▸ SHORT EXERCISE
Locate every line in the listing that contains the string "windshield", and copy each such line. Matching is case-sensitive.

▸ DATASET ROWS
◆ ◆ ◆

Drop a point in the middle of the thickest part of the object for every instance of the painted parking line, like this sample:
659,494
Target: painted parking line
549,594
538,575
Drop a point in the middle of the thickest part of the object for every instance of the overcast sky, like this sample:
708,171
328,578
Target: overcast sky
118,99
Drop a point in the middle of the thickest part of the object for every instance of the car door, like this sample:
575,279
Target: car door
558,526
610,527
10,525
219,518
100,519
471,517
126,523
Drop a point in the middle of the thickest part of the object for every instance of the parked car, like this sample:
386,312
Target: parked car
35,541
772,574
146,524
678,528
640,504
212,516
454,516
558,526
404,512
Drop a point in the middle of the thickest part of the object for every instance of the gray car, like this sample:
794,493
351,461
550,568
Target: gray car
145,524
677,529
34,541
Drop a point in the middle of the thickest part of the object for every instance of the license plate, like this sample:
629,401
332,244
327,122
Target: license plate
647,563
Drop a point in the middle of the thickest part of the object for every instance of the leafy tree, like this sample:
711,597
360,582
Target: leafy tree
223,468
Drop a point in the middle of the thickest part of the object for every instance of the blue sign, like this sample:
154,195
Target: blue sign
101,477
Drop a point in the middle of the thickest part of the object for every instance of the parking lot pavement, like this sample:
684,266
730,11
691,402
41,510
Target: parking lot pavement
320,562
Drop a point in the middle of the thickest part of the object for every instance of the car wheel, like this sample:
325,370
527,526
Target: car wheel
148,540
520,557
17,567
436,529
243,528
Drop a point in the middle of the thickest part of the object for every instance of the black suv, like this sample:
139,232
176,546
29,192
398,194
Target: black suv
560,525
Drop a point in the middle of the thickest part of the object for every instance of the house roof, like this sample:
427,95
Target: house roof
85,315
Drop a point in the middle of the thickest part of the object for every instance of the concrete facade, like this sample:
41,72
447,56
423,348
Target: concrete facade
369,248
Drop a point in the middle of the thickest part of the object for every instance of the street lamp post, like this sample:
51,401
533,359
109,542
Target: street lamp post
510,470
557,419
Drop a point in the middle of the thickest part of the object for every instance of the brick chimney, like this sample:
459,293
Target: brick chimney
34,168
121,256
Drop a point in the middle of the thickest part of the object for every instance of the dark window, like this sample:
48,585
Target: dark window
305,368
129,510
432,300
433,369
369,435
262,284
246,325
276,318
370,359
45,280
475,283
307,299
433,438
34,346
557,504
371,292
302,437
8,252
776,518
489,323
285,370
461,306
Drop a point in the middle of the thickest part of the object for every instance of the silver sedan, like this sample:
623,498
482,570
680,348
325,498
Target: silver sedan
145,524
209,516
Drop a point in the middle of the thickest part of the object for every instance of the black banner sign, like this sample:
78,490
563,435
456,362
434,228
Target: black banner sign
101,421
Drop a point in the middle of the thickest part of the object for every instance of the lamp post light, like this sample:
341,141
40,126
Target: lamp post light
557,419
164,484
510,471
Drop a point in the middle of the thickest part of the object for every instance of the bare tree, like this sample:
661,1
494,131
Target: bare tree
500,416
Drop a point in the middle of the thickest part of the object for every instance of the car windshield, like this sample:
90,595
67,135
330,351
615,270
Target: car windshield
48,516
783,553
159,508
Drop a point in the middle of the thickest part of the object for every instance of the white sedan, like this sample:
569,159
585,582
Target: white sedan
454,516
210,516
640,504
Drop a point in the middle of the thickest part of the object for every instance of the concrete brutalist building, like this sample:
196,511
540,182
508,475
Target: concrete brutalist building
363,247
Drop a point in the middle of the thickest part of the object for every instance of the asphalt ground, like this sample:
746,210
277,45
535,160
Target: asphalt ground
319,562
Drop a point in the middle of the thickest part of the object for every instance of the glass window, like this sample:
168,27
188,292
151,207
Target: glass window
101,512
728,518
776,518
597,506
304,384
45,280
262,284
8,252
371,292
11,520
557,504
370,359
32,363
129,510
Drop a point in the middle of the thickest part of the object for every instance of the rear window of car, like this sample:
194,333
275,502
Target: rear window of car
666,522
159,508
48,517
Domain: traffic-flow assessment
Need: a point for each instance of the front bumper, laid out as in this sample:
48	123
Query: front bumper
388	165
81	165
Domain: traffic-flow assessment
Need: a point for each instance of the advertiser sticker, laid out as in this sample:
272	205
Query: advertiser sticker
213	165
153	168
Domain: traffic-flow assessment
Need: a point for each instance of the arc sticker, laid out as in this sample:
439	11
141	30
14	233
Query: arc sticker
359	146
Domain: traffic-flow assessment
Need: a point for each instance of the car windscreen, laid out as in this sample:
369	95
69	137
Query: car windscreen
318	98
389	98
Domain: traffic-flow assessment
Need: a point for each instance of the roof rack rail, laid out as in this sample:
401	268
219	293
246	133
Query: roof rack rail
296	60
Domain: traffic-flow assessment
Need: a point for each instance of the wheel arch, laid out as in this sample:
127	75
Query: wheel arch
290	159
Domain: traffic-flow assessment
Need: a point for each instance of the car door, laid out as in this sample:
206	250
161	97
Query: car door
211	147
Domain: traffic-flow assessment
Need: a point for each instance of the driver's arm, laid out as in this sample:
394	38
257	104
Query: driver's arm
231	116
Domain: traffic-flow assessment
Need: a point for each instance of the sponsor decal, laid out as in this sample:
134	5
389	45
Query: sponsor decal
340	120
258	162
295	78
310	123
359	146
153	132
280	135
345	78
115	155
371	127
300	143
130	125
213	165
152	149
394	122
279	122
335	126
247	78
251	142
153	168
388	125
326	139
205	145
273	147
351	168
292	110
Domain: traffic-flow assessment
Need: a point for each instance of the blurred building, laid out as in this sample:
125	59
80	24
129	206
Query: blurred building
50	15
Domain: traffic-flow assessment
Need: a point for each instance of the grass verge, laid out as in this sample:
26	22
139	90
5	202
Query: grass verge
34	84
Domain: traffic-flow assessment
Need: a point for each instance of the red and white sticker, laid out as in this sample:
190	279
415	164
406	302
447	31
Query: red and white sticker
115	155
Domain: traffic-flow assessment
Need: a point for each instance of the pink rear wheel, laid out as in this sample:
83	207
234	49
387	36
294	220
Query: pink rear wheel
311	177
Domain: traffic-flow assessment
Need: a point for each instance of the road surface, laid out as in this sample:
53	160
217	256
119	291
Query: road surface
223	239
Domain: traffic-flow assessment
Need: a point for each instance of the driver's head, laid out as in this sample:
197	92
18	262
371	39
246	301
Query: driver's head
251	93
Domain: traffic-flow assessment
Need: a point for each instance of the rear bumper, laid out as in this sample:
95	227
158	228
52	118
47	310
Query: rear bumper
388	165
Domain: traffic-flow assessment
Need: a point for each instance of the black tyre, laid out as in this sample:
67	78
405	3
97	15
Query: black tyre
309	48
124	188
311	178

◆ ◆ ◆

▸ RESULT BELOW
Drop a point in the middle of the thickest part of the object for every instance of the car windshield, like this sample:
Target: car windshield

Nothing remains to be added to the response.